Copy out every line of the records below in full, shifting each coordinate in the answers by -56 and leaving all other lines and numbers unchanged. Leave the pictures out.

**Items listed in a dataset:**
• • • •
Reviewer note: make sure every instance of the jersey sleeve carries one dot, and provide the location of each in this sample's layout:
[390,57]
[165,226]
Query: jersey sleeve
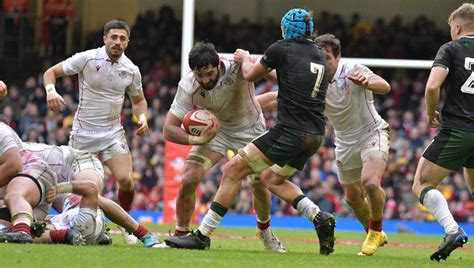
[363,70]
[443,57]
[75,63]
[270,59]
[136,87]
[6,140]
[182,102]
• • • •
**Problem solution:**
Reviewer note: make sure every instance of the jersey sleeve carries one dot, and provide the location of each in this sample's layout:
[390,57]
[165,226]
Query: jersey sleeve
[307,14]
[387,1]
[19,7]
[214,3]
[80,31]
[-50,84]
[126,46]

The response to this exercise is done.